Required work – Reproduce only the stretch of entries below that begins at the first line and ends at the line holding "Please answer as".

Collected data
+--
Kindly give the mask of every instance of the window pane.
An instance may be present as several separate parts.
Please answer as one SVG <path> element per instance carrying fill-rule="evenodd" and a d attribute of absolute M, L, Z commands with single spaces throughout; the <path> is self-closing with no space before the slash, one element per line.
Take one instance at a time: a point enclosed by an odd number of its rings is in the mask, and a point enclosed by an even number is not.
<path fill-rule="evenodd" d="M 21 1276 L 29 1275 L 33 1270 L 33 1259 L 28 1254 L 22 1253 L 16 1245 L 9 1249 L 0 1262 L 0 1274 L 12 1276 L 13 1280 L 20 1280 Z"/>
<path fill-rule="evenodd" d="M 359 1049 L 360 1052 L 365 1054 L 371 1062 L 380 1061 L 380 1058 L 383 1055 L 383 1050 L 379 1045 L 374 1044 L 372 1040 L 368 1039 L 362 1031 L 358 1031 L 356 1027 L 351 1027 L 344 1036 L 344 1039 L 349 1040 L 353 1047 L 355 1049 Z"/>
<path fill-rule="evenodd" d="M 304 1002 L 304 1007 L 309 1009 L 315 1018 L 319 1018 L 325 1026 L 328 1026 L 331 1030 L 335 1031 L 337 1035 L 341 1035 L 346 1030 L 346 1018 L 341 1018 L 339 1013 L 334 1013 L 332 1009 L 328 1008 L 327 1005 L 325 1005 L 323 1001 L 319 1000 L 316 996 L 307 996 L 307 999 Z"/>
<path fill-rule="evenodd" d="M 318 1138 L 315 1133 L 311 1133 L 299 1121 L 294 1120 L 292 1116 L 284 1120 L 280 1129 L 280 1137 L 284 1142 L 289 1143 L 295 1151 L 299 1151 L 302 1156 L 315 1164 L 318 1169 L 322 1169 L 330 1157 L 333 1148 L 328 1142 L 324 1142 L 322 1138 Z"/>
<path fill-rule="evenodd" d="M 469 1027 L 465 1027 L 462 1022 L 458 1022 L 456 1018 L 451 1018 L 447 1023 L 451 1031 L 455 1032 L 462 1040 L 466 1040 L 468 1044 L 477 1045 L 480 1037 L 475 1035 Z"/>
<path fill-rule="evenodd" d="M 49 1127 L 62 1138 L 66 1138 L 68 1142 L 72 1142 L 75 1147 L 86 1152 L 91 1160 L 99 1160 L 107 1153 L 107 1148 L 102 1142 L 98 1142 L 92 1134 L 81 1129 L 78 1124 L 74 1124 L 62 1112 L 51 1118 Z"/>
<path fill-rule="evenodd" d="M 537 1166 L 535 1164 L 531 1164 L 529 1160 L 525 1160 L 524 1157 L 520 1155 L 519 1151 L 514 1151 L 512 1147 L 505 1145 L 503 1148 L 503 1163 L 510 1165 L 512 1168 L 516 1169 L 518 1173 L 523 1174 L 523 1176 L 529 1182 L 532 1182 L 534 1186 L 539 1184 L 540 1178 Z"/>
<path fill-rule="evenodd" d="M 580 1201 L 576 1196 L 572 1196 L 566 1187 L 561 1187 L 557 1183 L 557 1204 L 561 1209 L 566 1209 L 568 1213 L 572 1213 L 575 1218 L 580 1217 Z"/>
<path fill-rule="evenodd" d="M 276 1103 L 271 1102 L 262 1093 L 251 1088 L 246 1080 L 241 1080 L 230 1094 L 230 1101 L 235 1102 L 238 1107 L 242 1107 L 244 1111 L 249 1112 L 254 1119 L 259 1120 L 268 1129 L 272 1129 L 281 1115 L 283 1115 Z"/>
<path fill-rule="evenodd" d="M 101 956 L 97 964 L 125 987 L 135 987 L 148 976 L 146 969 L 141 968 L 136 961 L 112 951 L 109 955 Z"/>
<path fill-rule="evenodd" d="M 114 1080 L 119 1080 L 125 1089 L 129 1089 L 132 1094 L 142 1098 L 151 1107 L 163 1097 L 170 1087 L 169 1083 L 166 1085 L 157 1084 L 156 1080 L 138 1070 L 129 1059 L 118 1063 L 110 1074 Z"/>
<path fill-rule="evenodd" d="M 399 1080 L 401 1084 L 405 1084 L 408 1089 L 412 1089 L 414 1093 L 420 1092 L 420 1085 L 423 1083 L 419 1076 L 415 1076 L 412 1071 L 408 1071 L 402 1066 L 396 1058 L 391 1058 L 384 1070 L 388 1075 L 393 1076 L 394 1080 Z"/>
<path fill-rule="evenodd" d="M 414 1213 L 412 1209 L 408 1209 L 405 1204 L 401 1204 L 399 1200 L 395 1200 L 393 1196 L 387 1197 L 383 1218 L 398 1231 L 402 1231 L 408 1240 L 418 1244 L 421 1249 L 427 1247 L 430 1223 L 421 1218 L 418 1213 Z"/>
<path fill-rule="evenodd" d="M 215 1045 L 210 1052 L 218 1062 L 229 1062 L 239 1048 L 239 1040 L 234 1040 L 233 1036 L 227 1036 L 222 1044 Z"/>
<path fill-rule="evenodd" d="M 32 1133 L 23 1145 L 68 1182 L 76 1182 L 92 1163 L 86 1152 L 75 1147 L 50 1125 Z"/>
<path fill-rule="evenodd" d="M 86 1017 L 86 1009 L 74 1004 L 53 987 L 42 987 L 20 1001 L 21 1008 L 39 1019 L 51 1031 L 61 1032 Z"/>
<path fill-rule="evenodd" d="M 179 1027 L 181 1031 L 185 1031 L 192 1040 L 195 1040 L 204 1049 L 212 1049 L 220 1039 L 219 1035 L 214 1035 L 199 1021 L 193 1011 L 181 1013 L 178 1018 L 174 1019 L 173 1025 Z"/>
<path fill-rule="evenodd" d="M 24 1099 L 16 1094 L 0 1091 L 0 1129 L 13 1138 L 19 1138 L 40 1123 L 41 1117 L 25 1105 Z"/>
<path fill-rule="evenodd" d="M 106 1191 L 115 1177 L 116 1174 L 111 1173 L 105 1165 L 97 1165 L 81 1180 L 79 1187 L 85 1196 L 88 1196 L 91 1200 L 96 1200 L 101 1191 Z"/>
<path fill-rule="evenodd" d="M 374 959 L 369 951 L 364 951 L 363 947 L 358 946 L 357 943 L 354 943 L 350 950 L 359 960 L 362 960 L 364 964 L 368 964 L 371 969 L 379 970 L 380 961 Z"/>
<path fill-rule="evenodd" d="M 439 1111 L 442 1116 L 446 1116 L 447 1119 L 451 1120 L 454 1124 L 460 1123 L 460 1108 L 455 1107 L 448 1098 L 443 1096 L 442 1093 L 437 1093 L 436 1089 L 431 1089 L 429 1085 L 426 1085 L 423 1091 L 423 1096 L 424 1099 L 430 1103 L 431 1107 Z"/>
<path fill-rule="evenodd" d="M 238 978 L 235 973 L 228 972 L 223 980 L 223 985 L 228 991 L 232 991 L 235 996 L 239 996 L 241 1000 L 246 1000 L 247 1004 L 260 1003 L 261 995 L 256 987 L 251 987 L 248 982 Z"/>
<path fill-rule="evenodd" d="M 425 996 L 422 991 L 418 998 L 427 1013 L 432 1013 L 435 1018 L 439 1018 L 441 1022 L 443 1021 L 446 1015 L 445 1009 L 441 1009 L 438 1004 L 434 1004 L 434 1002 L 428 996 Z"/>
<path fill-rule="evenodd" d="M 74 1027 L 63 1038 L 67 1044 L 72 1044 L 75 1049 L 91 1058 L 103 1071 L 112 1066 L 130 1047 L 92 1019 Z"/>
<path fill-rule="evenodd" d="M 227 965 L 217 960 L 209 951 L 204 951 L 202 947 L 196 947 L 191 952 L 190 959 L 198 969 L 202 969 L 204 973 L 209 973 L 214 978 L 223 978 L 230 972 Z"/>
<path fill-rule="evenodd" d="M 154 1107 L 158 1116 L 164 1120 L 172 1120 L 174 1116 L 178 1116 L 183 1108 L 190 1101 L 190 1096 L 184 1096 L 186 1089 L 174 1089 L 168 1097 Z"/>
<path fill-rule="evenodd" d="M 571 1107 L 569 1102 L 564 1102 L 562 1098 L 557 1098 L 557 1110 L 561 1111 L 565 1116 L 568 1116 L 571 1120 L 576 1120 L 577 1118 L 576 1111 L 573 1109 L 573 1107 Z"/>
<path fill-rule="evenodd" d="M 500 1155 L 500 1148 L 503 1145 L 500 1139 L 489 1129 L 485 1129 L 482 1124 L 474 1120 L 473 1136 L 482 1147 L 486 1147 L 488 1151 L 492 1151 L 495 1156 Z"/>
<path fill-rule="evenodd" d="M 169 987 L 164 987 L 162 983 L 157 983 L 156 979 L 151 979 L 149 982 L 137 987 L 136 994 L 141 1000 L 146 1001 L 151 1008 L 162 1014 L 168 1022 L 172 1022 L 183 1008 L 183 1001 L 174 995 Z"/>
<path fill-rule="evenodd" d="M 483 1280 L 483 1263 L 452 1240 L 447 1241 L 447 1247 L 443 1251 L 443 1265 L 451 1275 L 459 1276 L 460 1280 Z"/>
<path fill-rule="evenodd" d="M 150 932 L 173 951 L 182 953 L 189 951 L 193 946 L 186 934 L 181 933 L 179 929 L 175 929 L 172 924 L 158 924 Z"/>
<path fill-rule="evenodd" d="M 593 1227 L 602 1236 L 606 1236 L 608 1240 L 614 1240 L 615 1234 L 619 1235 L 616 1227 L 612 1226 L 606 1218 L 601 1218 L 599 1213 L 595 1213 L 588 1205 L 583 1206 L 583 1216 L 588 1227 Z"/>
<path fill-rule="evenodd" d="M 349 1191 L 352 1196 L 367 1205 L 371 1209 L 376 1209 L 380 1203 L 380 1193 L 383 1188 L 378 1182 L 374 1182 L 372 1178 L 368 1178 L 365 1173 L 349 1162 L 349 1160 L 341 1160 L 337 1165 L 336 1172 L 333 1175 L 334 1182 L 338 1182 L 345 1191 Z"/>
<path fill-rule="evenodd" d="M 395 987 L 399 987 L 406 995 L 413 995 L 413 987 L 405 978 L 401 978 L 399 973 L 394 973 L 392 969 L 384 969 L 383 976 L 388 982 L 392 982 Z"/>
+--
Response for this exercise –
Kindly give the mask of every instance of the window pane.
An instance may be present as several separate parts.
Please answer as one SVG <path> element per instance carrying fill-rule="evenodd" and a d attribute of absolute M, L, Z commands with single spaces throughout; the <path> is self-closing with no space before the slash, one element per line.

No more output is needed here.